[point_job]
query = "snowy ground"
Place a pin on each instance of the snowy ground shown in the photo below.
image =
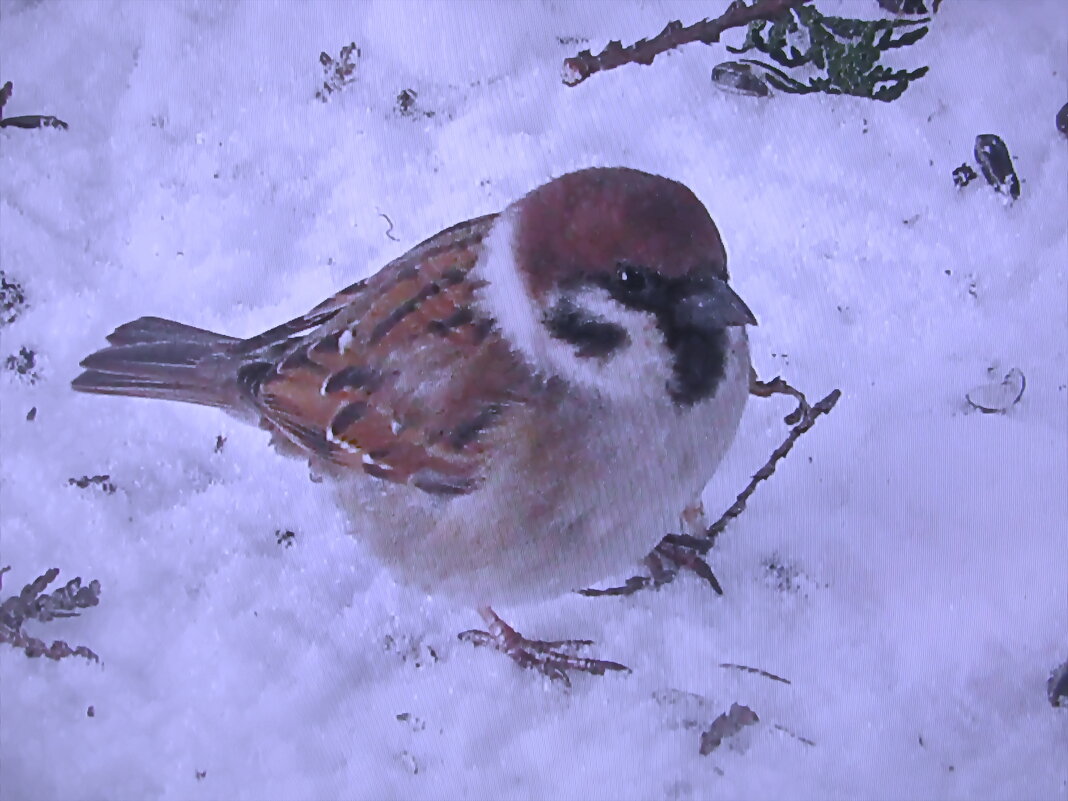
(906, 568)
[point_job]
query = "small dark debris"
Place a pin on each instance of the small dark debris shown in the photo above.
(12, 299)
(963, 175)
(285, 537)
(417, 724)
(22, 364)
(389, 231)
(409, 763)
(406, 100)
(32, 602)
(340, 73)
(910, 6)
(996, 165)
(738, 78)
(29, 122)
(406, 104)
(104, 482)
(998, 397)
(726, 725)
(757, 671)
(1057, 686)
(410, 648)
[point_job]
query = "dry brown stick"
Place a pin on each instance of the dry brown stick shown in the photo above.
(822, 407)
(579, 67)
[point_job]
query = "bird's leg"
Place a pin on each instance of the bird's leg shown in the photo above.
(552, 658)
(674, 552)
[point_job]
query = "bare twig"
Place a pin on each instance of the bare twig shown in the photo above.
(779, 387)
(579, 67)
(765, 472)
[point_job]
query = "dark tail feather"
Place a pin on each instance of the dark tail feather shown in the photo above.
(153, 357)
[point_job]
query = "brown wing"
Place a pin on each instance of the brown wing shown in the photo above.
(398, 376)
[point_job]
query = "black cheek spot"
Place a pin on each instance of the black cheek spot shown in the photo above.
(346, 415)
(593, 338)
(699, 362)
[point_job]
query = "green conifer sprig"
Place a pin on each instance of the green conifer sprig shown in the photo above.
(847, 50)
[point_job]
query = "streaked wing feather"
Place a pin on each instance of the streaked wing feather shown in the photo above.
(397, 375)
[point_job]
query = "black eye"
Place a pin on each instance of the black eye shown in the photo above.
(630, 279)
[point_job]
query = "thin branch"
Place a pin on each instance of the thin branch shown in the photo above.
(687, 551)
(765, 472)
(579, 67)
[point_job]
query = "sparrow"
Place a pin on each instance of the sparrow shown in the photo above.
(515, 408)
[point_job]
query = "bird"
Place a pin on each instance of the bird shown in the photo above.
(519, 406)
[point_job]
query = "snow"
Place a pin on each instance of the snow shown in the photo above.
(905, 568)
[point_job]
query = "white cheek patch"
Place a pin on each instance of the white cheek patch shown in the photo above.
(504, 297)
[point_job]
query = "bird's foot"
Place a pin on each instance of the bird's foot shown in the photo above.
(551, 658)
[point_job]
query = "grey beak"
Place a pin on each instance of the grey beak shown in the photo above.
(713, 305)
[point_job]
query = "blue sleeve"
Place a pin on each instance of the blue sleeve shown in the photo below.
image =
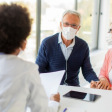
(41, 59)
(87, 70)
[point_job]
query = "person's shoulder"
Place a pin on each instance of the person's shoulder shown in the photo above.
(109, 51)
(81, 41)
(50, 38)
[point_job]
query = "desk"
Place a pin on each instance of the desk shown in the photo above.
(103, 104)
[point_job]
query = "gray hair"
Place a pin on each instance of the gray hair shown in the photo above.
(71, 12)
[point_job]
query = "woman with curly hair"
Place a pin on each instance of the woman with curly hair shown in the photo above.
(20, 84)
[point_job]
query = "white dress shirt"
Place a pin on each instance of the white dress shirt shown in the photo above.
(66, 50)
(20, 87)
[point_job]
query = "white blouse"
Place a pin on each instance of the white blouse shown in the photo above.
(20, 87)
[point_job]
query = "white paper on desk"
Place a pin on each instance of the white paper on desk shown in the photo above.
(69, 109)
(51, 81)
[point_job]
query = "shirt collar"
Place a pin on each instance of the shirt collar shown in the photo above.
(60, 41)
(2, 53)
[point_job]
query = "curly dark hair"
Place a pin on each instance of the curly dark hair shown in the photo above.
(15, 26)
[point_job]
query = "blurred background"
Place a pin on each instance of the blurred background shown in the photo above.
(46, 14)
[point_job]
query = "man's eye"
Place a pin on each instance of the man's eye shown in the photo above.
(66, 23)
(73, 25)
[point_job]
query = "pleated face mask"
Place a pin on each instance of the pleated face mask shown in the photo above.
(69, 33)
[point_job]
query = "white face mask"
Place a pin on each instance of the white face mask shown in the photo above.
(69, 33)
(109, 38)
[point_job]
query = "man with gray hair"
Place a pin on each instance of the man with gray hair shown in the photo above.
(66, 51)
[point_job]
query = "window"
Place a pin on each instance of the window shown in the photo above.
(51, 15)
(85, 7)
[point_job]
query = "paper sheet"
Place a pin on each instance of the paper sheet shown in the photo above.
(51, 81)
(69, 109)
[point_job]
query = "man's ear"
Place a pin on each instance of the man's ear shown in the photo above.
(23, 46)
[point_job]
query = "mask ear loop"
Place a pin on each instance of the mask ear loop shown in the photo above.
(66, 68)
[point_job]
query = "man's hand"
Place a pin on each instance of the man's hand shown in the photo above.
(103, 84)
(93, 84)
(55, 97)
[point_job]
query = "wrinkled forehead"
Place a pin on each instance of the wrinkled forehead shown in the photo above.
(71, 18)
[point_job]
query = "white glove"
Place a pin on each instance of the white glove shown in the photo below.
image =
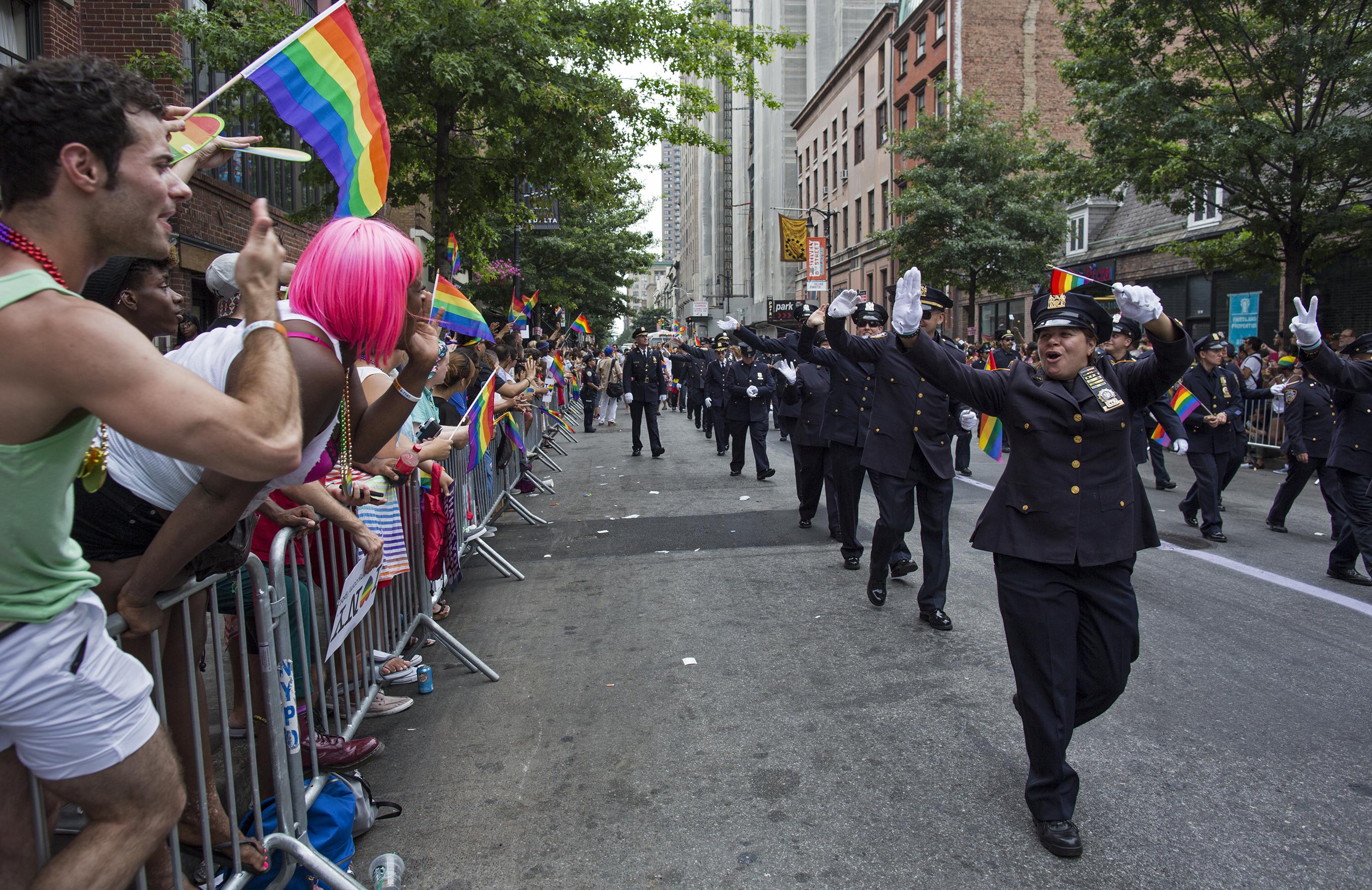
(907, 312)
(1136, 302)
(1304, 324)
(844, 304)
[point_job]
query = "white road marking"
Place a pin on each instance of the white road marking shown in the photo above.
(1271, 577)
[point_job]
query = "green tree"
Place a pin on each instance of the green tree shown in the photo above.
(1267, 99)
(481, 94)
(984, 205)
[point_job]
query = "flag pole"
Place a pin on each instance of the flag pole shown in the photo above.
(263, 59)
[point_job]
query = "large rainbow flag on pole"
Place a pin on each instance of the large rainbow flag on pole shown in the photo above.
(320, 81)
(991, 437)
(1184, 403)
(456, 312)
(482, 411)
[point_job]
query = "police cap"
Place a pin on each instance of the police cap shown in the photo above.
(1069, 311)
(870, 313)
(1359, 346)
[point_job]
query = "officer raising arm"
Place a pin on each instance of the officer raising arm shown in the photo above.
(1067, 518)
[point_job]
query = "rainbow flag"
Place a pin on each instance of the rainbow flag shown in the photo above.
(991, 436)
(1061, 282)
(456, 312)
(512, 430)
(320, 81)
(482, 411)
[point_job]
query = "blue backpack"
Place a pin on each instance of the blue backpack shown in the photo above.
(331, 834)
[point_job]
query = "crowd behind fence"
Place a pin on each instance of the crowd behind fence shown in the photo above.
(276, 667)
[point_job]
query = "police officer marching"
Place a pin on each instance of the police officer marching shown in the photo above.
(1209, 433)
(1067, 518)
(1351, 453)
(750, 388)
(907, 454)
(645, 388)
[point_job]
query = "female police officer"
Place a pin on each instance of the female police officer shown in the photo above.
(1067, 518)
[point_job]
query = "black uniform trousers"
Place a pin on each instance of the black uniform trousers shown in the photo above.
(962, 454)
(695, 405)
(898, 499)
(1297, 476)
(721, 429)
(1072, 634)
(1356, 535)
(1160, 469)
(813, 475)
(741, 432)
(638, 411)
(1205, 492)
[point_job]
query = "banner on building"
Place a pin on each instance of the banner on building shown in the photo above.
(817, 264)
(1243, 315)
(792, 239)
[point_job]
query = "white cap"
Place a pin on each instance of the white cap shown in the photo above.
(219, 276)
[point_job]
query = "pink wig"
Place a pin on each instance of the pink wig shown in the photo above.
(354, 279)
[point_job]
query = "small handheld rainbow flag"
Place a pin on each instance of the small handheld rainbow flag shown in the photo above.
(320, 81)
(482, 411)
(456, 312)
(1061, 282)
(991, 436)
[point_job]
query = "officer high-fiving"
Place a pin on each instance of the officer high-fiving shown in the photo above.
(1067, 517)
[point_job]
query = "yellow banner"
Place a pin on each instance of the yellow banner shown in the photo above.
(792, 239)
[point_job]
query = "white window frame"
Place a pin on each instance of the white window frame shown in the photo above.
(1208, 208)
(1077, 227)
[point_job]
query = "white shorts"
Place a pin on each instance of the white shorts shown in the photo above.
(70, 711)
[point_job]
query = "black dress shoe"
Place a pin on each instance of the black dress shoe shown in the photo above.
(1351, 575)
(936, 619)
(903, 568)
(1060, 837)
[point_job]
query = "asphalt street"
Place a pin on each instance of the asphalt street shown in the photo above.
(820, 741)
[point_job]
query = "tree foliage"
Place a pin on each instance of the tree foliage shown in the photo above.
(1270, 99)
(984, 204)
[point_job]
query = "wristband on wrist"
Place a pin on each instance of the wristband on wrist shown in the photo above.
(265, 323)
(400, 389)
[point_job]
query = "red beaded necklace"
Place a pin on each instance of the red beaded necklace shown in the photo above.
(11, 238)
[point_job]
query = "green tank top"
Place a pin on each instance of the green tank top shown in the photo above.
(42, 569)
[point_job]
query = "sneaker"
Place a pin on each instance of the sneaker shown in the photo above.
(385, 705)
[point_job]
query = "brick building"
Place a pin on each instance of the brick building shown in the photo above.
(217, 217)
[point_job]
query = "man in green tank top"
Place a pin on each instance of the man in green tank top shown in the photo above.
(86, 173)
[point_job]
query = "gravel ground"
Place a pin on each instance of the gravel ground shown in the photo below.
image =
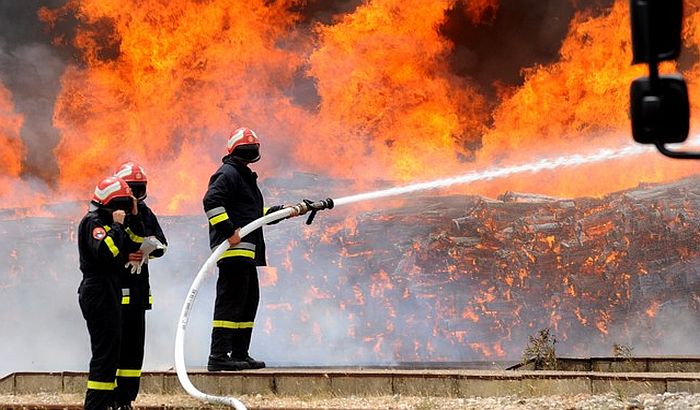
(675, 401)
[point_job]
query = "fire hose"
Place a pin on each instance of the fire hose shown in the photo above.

**Goal of the exercise:** List every line above that contains the word "fence".

**Finished exercise:**
query = "crowd behind fence"
Place a pin on each instance of the crowd behind fence shown in the photo above.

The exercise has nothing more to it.